La loi Voconienne étoit faite pour régler les richesses, et non pas pour régler la pauvreté : aussi Cicéron nous dit-il [1] qu’elle ne statuoit que sur ceux qui étoient inscrits dans le cens.

Ceci fournit un prétexte pour éluder la loi. On sait que les Romains étoient extrêmement formalistes ; et nous avons dit ci-dessus que l’esprit de la république étoit de suivre la lettre de la loi. Il y eut des pères qui ne se firent point inscrire dans le cens, pour pouvoir laisser leur succession à leur fille : et les préteurs jugèrent qu’on ne violoit point la loi Voconienne, puisqu’on n’en violoit point la lettre.

Un certain Anius Asellus avoit institué sa fille unique héritière. Il le pouvoit, dit Cicéron : la loi Voconienne ne l’en empéchoit pas, parce qu’il n’étoit point dans le cens [2]. Verrès, étant préteur, avoit privé la fille de la succession : Cicéron soutient que Verrès avoit été corrompu, parce que, sans cela, il n’aura point interverti un ordre que les autres préteurs avoient suivi.
+ + +
■ OBJECTIFS
1. Transcrivez fidèlement le passage de l'extrait à lire allant de "Ceci fournit un" à "point la lettre.".
2. Répondez brièvement à chacune des questions suivantes en vous appuyant sur l'extrait à lire.
(a) D'après Cicéron, sur quelles personnes la loi Voconienne statuait-elle ?
(b) Qui Anius Asellus avait-il institué héritière ?
(c) Quelle charge Verrès occupait-il lorsqu'il priva la fille de la succession ?

■ DONNÉES FOURNIES
+ + +
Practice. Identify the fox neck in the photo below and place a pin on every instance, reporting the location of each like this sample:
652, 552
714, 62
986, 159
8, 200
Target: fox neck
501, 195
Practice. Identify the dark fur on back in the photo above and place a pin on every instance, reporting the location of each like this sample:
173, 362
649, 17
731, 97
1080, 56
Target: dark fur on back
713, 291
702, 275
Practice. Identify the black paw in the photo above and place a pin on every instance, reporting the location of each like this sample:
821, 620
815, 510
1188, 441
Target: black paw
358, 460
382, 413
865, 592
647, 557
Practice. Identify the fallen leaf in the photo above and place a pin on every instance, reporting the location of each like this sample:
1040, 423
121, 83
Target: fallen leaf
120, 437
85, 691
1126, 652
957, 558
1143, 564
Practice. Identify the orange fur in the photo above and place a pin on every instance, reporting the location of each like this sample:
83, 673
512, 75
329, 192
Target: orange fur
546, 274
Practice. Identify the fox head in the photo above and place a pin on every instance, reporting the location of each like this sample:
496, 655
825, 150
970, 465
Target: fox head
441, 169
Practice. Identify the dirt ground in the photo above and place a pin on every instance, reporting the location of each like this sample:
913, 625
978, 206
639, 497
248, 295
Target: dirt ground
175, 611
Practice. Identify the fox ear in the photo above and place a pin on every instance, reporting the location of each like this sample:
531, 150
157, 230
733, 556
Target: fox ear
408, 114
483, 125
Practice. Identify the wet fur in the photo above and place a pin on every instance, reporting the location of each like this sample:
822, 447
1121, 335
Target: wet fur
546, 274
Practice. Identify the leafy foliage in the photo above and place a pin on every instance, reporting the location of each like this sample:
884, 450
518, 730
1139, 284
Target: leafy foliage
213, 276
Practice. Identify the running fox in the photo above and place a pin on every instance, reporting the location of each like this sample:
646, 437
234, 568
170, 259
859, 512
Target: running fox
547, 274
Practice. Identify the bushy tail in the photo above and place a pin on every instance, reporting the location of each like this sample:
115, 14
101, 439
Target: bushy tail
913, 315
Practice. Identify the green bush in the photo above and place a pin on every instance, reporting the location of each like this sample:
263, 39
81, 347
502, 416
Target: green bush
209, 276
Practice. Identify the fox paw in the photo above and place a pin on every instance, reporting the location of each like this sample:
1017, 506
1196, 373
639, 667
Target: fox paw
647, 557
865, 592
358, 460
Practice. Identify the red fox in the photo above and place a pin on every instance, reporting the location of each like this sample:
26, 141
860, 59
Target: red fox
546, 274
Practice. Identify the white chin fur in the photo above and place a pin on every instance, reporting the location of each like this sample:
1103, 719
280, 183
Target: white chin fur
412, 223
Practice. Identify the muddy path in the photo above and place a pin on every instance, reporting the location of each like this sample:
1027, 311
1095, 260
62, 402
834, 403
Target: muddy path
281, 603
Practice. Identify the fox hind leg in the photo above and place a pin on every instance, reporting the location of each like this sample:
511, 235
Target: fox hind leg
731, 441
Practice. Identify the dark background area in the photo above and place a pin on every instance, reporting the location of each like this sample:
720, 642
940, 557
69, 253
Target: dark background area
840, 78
+ + +
■ RÉPONSES PAR TÂCHE
1.
Ceci fournit un prétexte pour éluder la loi. On sait que les Romains étoient extrêmement formalistes ; et nous avons dit ci-dessus que l’esprit de la république étoit de suivre la lettre de la loi. Il y eut des pères qui ne se firent point inscrire dans le cens, pour pouvoir laisser leur succession à leur fille : et les préteurs jugèrent qu’on ne violoit point la loi Voconienne, puisqu’on n’en violoit point la lettre.

2.
(a) Uniquement sur ceux qui étaient inscrits dans le cens.
(b) Sa fille unique.
(c) Il était préteur.